# [ABOUT THIS EXERCISE]
Starting at the line that contains "drop a dot on every instance of the pale" in the listing below, write out every line word for word until you have written the line that contains "green foliage, one".

# [RECORD EXCERPTS]
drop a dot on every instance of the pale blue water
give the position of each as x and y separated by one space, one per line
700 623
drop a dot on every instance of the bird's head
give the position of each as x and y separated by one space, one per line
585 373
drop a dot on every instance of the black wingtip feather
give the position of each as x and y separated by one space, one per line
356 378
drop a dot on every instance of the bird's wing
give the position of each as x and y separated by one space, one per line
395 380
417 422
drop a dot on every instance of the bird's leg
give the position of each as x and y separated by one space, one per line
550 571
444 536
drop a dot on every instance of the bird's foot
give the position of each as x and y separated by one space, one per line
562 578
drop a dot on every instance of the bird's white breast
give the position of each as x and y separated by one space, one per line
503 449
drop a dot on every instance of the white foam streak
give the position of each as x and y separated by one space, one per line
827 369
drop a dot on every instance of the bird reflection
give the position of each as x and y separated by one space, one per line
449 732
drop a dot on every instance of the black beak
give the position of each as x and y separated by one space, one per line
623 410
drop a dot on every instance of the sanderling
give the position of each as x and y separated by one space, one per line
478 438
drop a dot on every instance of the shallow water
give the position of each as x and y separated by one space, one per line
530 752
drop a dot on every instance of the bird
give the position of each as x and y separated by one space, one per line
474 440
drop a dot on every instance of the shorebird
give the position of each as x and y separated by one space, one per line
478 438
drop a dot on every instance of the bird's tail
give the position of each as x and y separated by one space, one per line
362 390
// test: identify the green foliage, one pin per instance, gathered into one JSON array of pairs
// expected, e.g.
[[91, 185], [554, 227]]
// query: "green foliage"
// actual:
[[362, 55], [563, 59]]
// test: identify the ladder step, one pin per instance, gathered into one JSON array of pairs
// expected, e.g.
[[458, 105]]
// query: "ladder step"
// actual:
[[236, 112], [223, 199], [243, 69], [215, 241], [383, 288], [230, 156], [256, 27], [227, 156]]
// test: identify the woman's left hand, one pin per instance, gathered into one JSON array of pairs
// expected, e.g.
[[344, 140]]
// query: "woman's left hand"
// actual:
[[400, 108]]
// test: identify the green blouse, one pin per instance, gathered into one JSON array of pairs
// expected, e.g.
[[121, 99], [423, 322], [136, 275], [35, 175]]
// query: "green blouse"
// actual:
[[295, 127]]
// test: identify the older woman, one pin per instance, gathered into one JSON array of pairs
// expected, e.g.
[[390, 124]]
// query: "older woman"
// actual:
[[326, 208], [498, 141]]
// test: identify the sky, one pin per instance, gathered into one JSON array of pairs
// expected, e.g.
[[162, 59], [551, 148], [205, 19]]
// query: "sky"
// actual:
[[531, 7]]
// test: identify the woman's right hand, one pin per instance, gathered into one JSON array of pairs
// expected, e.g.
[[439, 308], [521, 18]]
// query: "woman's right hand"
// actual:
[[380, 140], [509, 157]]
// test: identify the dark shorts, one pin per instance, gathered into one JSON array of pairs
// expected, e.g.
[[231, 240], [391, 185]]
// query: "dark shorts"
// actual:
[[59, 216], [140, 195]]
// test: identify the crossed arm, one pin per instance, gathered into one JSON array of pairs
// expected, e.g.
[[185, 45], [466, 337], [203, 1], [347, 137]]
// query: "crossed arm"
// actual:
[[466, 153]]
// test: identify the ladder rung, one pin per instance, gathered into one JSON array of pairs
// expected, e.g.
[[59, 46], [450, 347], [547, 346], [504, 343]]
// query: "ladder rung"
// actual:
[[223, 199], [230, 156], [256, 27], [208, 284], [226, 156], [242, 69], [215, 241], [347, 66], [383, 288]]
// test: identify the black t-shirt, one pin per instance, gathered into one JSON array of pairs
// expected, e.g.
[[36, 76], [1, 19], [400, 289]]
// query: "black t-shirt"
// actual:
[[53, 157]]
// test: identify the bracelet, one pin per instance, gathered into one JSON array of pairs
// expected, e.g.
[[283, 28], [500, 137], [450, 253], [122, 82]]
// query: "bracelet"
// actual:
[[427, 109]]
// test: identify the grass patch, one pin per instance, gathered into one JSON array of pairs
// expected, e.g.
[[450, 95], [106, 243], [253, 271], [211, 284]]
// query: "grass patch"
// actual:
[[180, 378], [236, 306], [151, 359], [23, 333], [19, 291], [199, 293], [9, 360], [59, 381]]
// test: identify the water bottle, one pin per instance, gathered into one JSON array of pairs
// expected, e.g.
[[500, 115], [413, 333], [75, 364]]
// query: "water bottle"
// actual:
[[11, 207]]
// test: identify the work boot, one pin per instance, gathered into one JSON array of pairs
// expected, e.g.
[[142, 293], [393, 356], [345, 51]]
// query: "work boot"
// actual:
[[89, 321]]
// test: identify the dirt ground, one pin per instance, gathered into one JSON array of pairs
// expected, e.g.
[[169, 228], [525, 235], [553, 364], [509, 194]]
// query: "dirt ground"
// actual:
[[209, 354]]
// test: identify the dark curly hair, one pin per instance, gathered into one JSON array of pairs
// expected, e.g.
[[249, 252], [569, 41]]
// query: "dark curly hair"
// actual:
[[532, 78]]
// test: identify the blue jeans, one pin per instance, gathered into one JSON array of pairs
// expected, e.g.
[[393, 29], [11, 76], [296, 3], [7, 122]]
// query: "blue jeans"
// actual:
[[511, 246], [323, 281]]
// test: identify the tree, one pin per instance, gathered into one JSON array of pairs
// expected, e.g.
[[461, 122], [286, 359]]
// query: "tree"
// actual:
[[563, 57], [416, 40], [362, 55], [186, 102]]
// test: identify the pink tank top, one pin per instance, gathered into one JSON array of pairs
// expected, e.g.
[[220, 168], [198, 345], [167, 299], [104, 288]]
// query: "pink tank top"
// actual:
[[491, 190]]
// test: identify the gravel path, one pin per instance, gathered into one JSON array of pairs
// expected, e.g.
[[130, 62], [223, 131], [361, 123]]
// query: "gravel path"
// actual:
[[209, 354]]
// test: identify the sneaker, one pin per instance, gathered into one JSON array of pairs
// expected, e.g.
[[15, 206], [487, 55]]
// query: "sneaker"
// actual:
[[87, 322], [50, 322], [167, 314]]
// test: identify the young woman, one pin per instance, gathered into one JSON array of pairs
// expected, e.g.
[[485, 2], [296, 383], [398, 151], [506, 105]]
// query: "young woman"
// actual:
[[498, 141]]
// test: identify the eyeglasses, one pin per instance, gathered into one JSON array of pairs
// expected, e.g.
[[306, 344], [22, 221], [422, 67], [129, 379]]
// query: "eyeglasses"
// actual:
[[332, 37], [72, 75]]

--

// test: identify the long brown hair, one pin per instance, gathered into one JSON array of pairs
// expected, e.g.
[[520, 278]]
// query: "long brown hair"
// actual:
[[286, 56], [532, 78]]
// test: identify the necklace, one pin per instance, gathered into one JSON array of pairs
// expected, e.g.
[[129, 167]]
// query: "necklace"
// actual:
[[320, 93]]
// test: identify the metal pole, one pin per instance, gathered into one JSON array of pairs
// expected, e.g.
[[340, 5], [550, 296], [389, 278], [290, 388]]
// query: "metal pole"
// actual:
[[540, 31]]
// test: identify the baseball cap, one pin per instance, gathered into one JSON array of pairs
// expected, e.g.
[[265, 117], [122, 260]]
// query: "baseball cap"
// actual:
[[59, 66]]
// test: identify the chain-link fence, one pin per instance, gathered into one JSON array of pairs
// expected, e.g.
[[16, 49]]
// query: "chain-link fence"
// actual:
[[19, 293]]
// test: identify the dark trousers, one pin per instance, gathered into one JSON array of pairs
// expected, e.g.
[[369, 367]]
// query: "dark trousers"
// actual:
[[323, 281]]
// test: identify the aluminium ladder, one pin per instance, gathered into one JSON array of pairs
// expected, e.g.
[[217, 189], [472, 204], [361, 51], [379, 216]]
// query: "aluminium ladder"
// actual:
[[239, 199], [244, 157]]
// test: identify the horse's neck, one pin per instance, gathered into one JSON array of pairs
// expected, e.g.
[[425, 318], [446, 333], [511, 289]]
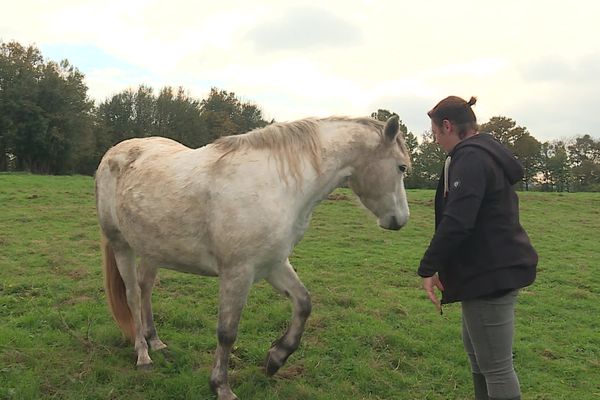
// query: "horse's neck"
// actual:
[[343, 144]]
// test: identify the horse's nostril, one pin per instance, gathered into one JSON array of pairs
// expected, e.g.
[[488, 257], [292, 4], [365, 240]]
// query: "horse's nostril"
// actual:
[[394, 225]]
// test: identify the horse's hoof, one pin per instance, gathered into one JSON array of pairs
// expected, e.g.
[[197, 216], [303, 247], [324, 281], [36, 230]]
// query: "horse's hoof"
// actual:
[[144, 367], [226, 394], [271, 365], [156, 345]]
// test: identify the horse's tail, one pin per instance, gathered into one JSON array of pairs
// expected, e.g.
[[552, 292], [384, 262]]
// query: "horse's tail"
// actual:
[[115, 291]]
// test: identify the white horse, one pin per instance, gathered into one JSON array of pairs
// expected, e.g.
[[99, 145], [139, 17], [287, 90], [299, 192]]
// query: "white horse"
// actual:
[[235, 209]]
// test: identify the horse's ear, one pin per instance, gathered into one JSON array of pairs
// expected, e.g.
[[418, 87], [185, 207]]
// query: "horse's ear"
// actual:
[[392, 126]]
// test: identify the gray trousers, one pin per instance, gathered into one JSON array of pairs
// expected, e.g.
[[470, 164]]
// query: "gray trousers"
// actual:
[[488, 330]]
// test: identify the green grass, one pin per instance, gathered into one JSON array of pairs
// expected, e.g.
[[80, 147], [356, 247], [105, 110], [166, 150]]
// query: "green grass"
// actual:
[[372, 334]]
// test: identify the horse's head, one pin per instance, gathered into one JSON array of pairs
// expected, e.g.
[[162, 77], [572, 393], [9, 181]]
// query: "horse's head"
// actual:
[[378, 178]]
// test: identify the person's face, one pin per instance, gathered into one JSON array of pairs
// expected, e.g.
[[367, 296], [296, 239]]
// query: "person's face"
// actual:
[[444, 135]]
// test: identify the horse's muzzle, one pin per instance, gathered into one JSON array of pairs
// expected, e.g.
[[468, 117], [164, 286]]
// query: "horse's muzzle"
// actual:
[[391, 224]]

# [EXERCISE OUTPUT]
drop a dot on every instance of the pale blue water
give the position of each as x and y separated by one space, one per line
700 623
drop a dot on every instance of the bird's head
give the position of each as x and y separated by one space, one per line
585 373
drop a dot on every instance of the black wingtip feather
give the position of each as x and y separated by one space, one per line
356 378
drop a dot on every instance of the bird's wing
give the position of each as x and y separated by one space, one per line
395 380
417 422
drop a dot on every instance of the bird's leg
give the position of each as x and y separated by one space, one per line
550 571
444 536
drop a dot on every instance of the bird's foot
give the position of each as x and y separated by one space, one per line
562 578
drop a dot on every instance of the bird's white breast
give the position of each as x and y separated by one space, one per line
503 449
drop a dot on every instance of the white foam streak
give the position of each as x and y separated by one space, one per line
827 369
drop a dot on every instance of the bird reflection
give the position of each as x and y separated by one space, one per line
449 732
drop a dot on every instance of the black beak
give the position of each as x and y separated by one space, one per line
623 410
drop a dot on every instance of the sanderling
give the position of each as x and y separated by one space, one per line
478 438
drop a dot on every instance of the shallow water
give the position of each as x and y separated by one space, one per line
530 752
drop a dot on every instance of the bird
give the position of each as x and y separated by one space, one per line
474 440
drop a dot on every instance of the shorebird
give the position of each as x and y separated by one space, one per line
478 438
drop a dot on every instance of the bird's tail
give the position of each as x and y separated by one space, one per line
362 390
// test: identify the green foliage, one pin per instance, gathered into one JSON array of pairs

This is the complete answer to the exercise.